## RECORDS PROVIDED
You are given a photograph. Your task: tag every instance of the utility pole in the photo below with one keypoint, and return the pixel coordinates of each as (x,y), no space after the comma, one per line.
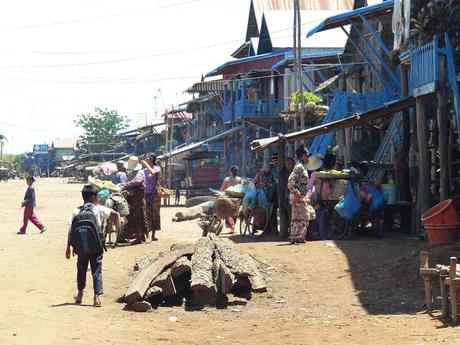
(295,58)
(299,62)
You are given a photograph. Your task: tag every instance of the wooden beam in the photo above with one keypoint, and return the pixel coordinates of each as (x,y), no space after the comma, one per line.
(283,233)
(423,164)
(141,283)
(443,135)
(453,289)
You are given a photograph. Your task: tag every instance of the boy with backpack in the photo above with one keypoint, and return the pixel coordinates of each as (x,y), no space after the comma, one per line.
(87,240)
(29,205)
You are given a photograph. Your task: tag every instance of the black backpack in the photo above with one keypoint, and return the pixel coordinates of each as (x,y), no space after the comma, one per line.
(85,235)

## TASK REQUIREMENTS
The task calls for every record to be transcribed exactly, with no images included.

## REPLY TO THE EXERCISE
You are given a photograph. Your task: tag every instance of the utility pole in the photo below with one keypoint, and return the pixel coordinates of each as (x,y), no space after the comma, one per line.
(295,58)
(299,62)
You are given a photograph. Your task: tag every instance of the wooden beam in the photo above with one keypoint, and return the pixel coordinates of each as (x,y), no space after the comma, one per line.
(283,233)
(423,164)
(141,283)
(443,135)
(453,289)
You are given a photograph. Your task: tag every instance of the boy with backpack in the photo above with one keypoint, and return the pixel coordinates of each as (x,y), no space after the comma, one per line.
(87,240)
(29,205)
You are given a photograph. Your task: tag every instance of the black backpack in the photo above with one keypoint, and return the pixel coordinates of each as (x,y), no space after the comma, one per line.
(85,235)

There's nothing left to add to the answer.